Exercise directions:
Reproduce every line from the one with "Would you be able to mark the wooden" through the end of the entries, requests included, and scale each x and y coordinate in the answers by 1.7, rounding to whole numbers with halves going up.
═══ Recorded information
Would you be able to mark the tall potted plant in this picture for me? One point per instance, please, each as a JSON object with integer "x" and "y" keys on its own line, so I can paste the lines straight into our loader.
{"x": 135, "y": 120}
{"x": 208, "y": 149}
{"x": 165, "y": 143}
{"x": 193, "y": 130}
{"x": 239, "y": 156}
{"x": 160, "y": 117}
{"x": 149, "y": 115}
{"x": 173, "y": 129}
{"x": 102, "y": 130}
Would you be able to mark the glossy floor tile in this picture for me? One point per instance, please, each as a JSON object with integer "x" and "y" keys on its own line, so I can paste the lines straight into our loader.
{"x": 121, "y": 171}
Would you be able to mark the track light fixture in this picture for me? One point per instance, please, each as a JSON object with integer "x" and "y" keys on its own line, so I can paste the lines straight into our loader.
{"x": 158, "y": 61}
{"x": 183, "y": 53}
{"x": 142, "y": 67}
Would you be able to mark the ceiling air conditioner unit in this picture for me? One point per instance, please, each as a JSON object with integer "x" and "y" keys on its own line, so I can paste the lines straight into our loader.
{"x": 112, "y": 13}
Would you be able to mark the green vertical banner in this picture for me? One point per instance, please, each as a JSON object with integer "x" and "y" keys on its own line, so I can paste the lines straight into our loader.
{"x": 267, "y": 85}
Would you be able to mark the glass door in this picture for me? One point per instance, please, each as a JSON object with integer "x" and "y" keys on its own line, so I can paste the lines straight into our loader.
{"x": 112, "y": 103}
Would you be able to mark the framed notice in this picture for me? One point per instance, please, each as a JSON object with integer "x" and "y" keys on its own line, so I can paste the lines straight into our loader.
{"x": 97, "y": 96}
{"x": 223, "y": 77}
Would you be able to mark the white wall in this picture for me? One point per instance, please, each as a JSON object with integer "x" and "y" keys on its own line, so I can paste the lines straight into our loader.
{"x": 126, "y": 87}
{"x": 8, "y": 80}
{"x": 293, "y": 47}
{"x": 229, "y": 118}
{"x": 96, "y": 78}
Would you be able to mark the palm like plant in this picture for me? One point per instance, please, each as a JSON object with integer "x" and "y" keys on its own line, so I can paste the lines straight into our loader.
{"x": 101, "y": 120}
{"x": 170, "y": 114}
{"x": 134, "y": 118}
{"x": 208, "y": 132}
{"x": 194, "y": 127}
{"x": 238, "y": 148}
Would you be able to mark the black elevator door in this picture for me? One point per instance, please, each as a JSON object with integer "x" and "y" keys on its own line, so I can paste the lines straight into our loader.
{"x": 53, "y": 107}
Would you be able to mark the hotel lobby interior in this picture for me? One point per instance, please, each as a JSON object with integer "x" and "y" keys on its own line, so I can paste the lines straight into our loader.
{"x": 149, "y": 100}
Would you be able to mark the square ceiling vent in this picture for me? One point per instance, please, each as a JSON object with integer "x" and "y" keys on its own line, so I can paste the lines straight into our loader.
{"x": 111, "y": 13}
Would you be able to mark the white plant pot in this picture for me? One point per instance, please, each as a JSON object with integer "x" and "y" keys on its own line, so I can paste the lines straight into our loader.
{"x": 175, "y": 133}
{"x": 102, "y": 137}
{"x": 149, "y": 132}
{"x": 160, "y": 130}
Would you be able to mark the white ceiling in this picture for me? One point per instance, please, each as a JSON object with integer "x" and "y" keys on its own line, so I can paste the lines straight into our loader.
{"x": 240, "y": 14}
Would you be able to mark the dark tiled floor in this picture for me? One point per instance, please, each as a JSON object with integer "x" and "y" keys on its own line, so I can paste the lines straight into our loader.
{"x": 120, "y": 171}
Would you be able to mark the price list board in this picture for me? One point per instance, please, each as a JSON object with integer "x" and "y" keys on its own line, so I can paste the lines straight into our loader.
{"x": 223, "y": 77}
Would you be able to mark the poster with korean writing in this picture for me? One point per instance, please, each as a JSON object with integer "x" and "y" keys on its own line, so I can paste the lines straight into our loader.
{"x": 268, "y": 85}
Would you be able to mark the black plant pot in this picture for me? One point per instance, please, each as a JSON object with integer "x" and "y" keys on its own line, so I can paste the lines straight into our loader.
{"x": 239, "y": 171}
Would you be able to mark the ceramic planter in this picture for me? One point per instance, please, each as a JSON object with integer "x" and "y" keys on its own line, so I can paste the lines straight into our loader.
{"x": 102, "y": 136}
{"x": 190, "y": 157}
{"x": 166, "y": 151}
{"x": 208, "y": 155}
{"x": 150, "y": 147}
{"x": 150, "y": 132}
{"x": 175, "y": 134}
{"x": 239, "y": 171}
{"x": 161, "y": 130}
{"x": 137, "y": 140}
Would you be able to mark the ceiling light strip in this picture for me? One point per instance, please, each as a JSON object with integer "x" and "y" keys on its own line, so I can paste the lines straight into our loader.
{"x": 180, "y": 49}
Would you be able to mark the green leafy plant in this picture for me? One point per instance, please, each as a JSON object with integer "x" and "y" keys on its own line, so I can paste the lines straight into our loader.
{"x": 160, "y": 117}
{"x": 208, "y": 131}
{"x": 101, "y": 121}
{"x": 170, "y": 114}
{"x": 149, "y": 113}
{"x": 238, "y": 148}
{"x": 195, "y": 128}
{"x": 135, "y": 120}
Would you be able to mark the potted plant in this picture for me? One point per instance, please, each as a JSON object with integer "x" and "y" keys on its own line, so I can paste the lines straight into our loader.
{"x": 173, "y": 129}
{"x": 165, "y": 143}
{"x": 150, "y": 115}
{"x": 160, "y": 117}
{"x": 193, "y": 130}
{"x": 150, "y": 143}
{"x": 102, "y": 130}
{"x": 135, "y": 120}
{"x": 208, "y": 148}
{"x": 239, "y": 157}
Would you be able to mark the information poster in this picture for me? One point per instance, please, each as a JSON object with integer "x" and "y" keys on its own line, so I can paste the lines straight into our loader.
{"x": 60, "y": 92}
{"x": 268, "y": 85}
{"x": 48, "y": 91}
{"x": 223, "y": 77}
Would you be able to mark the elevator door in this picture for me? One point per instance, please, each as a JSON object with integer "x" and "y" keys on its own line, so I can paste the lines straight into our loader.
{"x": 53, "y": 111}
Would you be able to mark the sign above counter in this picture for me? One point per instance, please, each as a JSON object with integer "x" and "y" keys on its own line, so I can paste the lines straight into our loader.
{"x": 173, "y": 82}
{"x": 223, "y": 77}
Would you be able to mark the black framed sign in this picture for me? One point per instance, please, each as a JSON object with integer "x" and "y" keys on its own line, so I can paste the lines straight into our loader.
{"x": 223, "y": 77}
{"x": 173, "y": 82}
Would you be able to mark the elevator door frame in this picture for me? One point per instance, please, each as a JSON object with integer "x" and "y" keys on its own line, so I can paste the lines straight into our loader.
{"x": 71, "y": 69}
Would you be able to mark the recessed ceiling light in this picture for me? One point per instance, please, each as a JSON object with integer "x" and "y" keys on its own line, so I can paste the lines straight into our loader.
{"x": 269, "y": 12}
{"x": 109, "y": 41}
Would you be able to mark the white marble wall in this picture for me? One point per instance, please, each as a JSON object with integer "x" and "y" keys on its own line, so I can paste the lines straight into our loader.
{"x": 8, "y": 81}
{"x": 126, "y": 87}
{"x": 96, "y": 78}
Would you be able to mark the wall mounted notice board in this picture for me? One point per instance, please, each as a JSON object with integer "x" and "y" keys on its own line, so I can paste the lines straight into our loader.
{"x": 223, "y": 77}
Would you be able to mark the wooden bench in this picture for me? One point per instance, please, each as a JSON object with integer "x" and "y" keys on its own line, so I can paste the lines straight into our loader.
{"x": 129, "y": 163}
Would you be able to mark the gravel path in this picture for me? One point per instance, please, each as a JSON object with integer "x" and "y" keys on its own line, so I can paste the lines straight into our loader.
══════
Solution to this exercise:
Would you be able to mark the wooden bench in this picture for me? One point per instance, please, each as a JSON object with integer "x" and "y" keys on its own line, so I can paste the lines straight into our loader.
{"x": 219, "y": 277}
Would you be able to mark the gravel path in this picture for me? One point per instance, please, each as a JSON object with integer "x" and "y" keys on its own line, so I can paste the lines straight into our loader.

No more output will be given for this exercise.